§ Required action
Each line from the one containing "column 38, row 240" through the final line of the records is to be repeated exactly, with no additions.

Dataset entries:
== Segment start ==

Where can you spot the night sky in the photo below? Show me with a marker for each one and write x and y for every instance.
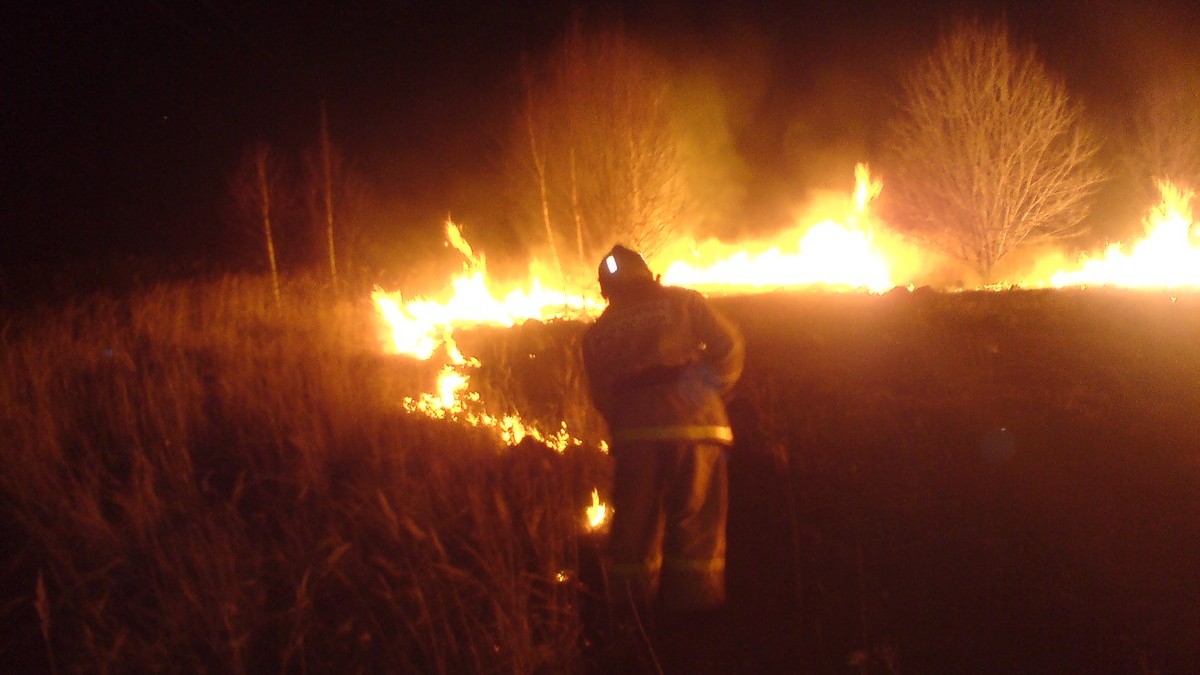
(121, 121)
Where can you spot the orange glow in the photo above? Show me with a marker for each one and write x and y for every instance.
(844, 251)
(597, 513)
(1167, 257)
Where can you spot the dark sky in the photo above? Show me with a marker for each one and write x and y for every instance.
(121, 120)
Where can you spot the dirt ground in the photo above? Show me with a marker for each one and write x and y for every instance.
(966, 483)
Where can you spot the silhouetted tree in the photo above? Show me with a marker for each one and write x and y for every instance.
(988, 151)
(256, 189)
(601, 151)
(1164, 137)
(336, 197)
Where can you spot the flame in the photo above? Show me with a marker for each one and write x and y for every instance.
(844, 251)
(1167, 257)
(597, 513)
(423, 328)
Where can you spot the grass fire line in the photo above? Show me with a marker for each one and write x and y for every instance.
(838, 248)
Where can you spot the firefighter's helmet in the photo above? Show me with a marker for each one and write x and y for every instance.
(622, 268)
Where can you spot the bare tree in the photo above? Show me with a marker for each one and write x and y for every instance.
(988, 151)
(601, 147)
(327, 184)
(1164, 137)
(256, 189)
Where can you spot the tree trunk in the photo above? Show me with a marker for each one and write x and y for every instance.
(539, 163)
(264, 201)
(327, 166)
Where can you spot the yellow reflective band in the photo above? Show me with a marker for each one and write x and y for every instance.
(700, 432)
(711, 565)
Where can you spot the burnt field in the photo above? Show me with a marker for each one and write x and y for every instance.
(197, 479)
(967, 483)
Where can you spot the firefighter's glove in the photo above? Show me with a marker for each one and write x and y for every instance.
(697, 383)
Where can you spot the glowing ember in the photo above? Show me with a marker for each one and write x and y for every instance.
(843, 251)
(419, 327)
(423, 328)
(597, 513)
(1169, 255)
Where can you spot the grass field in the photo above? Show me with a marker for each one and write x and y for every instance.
(198, 481)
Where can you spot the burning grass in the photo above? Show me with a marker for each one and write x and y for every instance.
(198, 479)
(923, 482)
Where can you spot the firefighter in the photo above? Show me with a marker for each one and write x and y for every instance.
(660, 362)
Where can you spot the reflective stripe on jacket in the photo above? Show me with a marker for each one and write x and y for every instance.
(659, 363)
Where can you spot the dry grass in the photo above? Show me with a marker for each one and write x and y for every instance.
(199, 481)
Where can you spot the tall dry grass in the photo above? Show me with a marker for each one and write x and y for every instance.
(197, 479)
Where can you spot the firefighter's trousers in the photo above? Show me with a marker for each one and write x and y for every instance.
(667, 539)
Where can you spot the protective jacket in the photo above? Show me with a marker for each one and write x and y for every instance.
(659, 362)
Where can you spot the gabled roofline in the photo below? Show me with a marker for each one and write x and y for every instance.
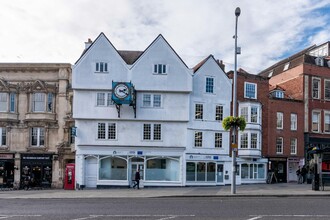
(200, 64)
(160, 36)
(90, 46)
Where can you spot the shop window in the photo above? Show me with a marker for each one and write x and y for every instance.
(160, 169)
(3, 137)
(210, 172)
(113, 168)
(201, 170)
(190, 171)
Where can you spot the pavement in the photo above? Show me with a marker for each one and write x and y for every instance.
(251, 190)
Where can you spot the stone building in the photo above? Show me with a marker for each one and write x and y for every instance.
(35, 123)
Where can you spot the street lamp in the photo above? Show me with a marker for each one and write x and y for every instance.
(234, 144)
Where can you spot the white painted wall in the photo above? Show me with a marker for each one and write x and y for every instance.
(221, 96)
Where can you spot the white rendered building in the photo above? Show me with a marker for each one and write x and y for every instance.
(207, 160)
(131, 110)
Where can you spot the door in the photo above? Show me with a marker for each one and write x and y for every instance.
(293, 167)
(91, 172)
(134, 167)
(220, 173)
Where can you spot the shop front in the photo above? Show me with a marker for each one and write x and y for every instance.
(278, 165)
(204, 170)
(118, 167)
(7, 169)
(36, 169)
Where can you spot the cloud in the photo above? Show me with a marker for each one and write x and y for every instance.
(55, 31)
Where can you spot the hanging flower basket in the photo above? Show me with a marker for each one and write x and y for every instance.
(231, 121)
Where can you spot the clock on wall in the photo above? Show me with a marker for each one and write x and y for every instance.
(123, 93)
(121, 90)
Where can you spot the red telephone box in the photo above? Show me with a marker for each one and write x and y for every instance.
(69, 179)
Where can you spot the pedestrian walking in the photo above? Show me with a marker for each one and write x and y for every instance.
(137, 180)
(303, 174)
(299, 176)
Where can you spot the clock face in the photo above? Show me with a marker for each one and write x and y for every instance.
(121, 91)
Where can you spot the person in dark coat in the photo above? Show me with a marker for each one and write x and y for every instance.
(137, 179)
(304, 174)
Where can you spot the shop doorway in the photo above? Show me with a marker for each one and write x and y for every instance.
(91, 172)
(293, 167)
(220, 173)
(134, 167)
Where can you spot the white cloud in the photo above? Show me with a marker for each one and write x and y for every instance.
(54, 31)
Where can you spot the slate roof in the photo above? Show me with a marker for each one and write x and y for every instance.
(130, 56)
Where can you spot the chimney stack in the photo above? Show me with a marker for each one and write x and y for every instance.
(88, 43)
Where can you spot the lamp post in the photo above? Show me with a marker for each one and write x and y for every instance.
(234, 130)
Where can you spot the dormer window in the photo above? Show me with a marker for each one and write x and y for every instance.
(250, 90)
(160, 69)
(286, 66)
(209, 87)
(270, 74)
(278, 94)
(101, 67)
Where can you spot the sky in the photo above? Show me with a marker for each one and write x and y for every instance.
(49, 31)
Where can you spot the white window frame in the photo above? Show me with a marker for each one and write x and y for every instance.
(4, 102)
(316, 91)
(293, 119)
(218, 137)
(152, 100)
(279, 145)
(160, 69)
(219, 112)
(207, 86)
(326, 123)
(106, 99)
(45, 104)
(107, 132)
(245, 111)
(316, 119)
(155, 132)
(246, 87)
(3, 136)
(246, 141)
(198, 139)
(279, 120)
(199, 111)
(286, 66)
(104, 65)
(293, 146)
(40, 136)
(327, 89)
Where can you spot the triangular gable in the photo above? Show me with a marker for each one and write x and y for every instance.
(87, 50)
(159, 37)
(203, 62)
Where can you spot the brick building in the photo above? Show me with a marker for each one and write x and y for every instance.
(305, 77)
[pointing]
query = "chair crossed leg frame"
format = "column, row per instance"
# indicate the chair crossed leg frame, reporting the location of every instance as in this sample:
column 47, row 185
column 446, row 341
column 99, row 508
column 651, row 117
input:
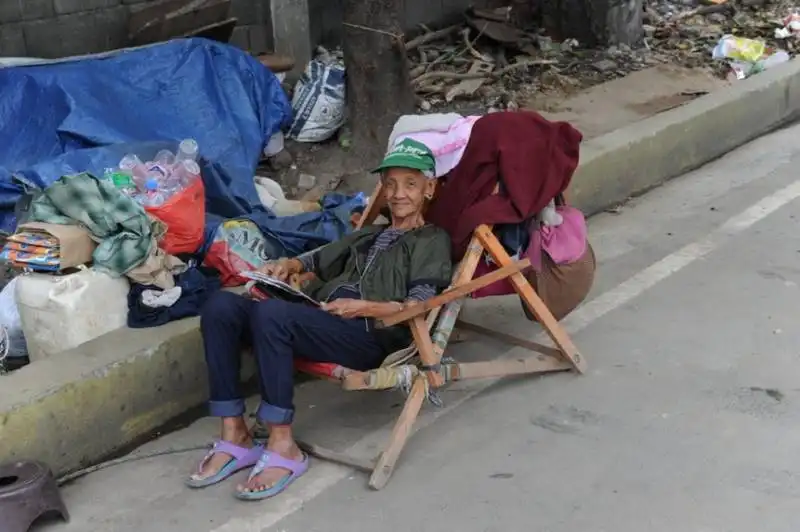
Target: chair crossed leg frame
column 564, row 356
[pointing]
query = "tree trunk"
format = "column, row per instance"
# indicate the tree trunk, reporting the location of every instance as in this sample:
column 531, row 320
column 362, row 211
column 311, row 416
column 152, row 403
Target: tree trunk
column 378, row 87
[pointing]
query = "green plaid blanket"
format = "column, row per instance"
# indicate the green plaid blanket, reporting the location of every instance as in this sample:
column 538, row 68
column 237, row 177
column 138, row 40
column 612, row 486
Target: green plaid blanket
column 119, row 224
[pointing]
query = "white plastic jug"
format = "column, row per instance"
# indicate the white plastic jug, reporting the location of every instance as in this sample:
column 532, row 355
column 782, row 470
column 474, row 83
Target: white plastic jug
column 62, row 312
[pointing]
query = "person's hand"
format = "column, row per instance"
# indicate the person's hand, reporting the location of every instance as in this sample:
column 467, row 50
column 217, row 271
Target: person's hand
column 345, row 308
column 279, row 269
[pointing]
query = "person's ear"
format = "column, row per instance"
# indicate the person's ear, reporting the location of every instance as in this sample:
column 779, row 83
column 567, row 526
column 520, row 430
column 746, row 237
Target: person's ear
column 430, row 188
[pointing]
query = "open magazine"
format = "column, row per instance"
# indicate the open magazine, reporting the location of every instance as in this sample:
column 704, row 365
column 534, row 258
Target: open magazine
column 278, row 289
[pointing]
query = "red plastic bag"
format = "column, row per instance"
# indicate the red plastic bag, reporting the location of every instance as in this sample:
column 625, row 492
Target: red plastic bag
column 185, row 217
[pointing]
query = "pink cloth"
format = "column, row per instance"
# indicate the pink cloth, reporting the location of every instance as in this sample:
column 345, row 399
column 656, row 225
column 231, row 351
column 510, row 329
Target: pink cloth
column 564, row 244
column 448, row 145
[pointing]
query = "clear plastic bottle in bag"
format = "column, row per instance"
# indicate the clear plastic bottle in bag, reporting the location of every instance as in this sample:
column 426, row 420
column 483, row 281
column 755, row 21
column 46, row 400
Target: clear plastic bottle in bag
column 152, row 196
column 188, row 150
column 133, row 165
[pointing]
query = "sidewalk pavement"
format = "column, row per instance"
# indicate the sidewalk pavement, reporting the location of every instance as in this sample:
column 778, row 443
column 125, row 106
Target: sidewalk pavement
column 687, row 419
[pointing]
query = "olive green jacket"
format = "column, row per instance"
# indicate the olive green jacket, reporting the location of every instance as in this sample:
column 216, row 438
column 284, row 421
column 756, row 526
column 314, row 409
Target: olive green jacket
column 420, row 256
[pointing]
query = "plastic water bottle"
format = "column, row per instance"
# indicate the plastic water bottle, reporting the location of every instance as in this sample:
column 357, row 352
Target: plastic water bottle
column 165, row 158
column 187, row 171
column 188, row 150
column 133, row 165
column 152, row 197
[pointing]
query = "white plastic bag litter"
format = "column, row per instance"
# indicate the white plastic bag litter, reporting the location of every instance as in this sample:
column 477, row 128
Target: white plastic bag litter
column 62, row 312
column 318, row 103
column 11, row 322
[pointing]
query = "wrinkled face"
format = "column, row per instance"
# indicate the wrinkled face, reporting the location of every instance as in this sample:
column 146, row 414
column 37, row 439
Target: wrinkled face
column 406, row 190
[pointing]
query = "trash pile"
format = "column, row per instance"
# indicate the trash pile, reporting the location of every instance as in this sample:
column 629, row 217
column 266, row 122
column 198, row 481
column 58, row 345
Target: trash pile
column 733, row 39
column 115, row 225
column 491, row 62
column 152, row 183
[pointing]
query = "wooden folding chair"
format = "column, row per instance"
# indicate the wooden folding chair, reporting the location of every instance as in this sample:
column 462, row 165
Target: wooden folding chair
column 432, row 375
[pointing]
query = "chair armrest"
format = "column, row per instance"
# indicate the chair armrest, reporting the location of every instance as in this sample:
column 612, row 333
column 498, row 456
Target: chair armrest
column 453, row 293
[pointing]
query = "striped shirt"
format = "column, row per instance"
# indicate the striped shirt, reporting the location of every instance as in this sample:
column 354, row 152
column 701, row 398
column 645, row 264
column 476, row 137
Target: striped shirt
column 384, row 241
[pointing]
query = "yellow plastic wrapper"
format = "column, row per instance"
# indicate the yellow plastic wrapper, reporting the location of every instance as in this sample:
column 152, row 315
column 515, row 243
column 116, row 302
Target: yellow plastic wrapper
column 739, row 49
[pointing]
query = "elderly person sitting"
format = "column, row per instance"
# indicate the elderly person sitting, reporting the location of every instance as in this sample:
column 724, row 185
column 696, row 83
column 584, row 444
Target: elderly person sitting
column 366, row 276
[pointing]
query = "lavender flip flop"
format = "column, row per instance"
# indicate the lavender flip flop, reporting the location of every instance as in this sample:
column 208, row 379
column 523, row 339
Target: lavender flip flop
column 270, row 460
column 241, row 458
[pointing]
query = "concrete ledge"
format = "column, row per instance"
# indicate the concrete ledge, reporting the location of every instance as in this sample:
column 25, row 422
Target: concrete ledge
column 76, row 408
column 635, row 158
column 72, row 409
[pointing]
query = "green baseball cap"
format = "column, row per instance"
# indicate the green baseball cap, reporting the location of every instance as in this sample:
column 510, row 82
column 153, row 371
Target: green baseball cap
column 409, row 153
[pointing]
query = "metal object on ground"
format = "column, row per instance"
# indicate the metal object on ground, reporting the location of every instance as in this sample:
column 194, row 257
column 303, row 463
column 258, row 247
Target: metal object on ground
column 27, row 491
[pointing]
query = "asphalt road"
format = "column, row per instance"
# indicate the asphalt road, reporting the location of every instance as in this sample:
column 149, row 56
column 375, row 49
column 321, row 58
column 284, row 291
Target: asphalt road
column 687, row 420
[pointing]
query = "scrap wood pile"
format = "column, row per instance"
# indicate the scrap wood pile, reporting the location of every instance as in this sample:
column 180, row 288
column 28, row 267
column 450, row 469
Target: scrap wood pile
column 488, row 58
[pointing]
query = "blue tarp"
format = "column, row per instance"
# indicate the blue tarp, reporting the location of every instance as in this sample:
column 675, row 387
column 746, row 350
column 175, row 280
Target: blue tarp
column 59, row 118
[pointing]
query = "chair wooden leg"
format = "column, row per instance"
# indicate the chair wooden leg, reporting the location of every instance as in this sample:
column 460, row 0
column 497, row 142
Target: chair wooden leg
column 400, row 434
column 532, row 299
column 422, row 339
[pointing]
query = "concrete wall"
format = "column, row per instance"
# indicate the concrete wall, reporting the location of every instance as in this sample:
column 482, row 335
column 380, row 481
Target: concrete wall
column 325, row 16
column 59, row 28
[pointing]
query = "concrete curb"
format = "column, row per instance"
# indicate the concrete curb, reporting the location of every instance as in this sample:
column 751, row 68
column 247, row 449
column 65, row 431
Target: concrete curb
column 74, row 409
column 638, row 157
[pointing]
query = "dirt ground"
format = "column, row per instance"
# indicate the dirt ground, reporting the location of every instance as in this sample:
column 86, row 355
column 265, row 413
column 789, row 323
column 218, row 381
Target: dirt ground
column 593, row 111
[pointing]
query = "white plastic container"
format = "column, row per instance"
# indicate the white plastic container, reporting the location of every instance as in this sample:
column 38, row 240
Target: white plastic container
column 62, row 312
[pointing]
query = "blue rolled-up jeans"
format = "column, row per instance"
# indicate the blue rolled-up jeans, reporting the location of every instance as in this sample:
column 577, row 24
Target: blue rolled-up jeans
column 277, row 331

== Segment end ==

§ Written answer
column 38, row 240
Target: white plastic container
column 62, row 312
[pointing]
query = "blue rolled-up jeans"
format = "column, row per instance"
# indicate the blue rolled-up jeans, reporting the location of every instance as in this sample:
column 577, row 24
Target: blue rolled-up jeans
column 277, row 331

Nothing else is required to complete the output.